**Goal:** Update the data below by replacing "Pixel coordinates" with "Image coordinates" wherever it appears, leaving everything else unchanged.

**Input records:**
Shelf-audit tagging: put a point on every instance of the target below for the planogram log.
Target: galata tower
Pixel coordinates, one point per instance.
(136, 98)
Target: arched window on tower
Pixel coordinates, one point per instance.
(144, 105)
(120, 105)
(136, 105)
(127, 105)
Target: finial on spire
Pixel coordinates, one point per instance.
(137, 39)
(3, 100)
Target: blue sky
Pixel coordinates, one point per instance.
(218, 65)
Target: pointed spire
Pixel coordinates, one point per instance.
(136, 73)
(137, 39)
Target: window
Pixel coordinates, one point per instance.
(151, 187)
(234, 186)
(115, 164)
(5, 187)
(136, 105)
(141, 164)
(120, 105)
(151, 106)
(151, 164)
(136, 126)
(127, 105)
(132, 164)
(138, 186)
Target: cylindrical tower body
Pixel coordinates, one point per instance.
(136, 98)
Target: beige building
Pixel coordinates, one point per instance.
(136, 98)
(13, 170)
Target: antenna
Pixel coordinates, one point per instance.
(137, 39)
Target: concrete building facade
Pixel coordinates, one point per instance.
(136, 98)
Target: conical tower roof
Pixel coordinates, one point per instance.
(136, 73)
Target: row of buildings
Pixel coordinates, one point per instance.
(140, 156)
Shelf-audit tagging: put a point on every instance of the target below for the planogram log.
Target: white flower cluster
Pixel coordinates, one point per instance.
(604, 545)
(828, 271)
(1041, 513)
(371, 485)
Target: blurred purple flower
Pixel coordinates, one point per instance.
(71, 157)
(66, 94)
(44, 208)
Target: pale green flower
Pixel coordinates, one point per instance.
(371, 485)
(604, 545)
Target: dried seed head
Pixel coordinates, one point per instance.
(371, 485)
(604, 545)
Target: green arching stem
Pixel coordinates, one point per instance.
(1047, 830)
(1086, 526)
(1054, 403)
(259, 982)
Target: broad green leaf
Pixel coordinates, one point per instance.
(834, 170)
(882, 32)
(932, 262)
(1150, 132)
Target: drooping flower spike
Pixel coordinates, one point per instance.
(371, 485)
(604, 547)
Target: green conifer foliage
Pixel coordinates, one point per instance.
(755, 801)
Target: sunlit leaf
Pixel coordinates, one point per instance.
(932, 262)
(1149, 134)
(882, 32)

**Expected answer:**
Shelf-audit tagging: put a point on every instance of the target below for the planogram log.
Target: galata tower
Image coordinates, one point per instance.
(136, 98)
Target: arched window on tower
Image coordinates, one point per instance.
(144, 105)
(120, 105)
(136, 105)
(127, 105)
Target: finial on spire
Image coordinates, one point per instance.
(137, 39)
(3, 100)
Target: blue sky
Image coordinates, one point per instance.
(218, 65)
Target: pointed spire
Image coordinates, one point per instance.
(136, 73)
(137, 39)
Target: window
Image coordinates, one point per instance.
(151, 187)
(234, 186)
(115, 164)
(5, 187)
(136, 105)
(141, 164)
(120, 105)
(151, 106)
(151, 164)
(136, 126)
(127, 105)
(132, 164)
(138, 186)
Target: cylindrical tower body
Image coordinates, one point per instance.
(136, 98)
Target: beige building
Image coordinates, one point per instance.
(136, 98)
(13, 170)
Target: antenna
Image coordinates, one point per instance.
(137, 39)
Target: concrete building facade
Image coordinates, one point per instance.
(136, 98)
Target: conical tower roof
Image coordinates, one point per instance.
(136, 73)
Target: row of buildings
Image coordinates, one point per instance.
(140, 156)
Shelf-audit tagging: put a point on every instance of the target below for the planogram log.
Target: white flower cluster
Image coordinates, one point per instance.
(604, 545)
(828, 271)
(1041, 513)
(371, 485)
Target: blurred purple flower
Image coordinates, one point per instance.
(71, 157)
(66, 94)
(44, 208)
Target: pale green flower
Image coordinates, one point per instance.
(371, 485)
(604, 545)
Target: dried seed head
Image coordinates, one point per instance.
(371, 485)
(604, 545)
Target: green arching stem
Image coordinates, one point per instance.
(1047, 830)
(1086, 526)
(1054, 403)
(259, 982)
Target: broad green leaf
Image coordinates, one point per instance.
(834, 170)
(882, 32)
(932, 262)
(1150, 132)
Target: drooping flower spike
Image coordinates, one point per instance.
(371, 485)
(604, 547)
Target: green conifer foliage
Image coordinates, one point per instance.
(755, 801)
Target: sunlit leaf
Image coordinates, one point per instance.
(932, 262)
(1149, 134)
(882, 32)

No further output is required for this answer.